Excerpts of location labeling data
......
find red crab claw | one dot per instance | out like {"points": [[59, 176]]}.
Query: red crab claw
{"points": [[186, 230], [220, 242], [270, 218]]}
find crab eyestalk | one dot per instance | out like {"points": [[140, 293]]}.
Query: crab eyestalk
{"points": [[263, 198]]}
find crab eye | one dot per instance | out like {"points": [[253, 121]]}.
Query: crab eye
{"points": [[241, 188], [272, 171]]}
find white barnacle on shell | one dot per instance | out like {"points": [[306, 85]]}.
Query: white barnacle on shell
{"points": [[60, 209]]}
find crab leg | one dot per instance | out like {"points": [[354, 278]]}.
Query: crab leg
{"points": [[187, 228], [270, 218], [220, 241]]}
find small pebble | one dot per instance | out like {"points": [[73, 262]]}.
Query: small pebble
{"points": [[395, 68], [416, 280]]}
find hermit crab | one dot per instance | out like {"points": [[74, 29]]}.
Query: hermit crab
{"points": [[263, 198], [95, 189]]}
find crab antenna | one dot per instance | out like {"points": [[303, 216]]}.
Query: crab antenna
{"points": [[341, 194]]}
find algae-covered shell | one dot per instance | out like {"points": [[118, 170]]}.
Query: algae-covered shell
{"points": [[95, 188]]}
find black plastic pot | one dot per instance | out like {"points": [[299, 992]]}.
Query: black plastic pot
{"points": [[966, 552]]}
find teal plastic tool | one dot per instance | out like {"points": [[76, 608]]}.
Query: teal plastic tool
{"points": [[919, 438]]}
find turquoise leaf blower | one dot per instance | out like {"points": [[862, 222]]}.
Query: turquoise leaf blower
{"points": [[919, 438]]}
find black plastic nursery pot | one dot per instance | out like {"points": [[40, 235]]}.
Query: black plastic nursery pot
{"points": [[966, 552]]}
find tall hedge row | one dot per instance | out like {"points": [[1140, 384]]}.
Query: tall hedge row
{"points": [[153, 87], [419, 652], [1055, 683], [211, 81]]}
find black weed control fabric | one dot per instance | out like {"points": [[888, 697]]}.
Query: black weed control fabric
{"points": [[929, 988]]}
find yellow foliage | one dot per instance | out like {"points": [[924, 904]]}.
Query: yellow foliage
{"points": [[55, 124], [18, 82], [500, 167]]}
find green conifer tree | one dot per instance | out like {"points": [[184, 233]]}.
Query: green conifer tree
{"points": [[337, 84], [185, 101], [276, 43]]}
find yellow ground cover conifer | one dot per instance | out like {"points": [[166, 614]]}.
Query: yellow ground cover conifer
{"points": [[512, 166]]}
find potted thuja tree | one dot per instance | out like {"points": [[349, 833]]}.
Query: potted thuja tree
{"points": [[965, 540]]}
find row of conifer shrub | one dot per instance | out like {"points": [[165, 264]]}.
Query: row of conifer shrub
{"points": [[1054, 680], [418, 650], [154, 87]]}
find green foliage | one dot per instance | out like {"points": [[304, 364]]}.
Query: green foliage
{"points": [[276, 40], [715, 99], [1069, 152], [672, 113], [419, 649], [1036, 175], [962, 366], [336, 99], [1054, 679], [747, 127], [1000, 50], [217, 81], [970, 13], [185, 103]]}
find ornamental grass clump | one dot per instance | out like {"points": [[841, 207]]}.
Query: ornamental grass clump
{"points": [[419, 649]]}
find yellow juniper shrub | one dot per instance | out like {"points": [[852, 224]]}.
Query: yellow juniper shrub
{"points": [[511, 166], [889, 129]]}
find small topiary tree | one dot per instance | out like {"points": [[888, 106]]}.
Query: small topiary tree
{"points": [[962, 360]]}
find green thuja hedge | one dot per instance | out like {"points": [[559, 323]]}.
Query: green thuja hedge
......
Could you quote, exactly as they appear, the line containing "find green conifer" and every line after it to the end of the records above?

find green conifer tree | one dot per instance | out like {"points": [[184, 233]]}.
Query: green conifer tree
{"points": [[337, 84], [185, 101], [276, 43]]}
find yellow ground cover conifer | one dot per instance | out like {"points": [[166, 614]]}.
Query: yellow ground cover conifer
{"points": [[512, 166]]}
find potted thuja tree | one dot per instance | out like {"points": [[349, 833]]}.
Query: potted thuja tree
{"points": [[965, 540]]}
find row of conifer shrub | one dot per instance | out like {"points": [[165, 264]]}.
Query: row of conifer shrub
{"points": [[1054, 680], [418, 650], [154, 87]]}
find green foliage | one dot per instance | out like {"points": [[304, 364]]}.
Query: green foliage
{"points": [[276, 40], [715, 99], [1069, 152], [672, 113], [419, 649], [1036, 175], [962, 366], [336, 99], [1054, 679], [747, 127], [1000, 50], [217, 81], [970, 13], [185, 103]]}
find ornamental grass clump | one dot per instance | out like {"points": [[841, 207]]}.
Query: ornamental grass clump
{"points": [[419, 649]]}
find yellow juniper shrub | one dot per instance | out like {"points": [[852, 224]]}.
Query: yellow juniper shrub
{"points": [[511, 166], [889, 129]]}
find small topiary tree | one dot per instance | out like {"points": [[888, 106]]}.
Query: small topiary tree
{"points": [[962, 360]]}
find green thuja hedge | one dot per instance | out like {"points": [[559, 323]]}.
Query: green thuja hedge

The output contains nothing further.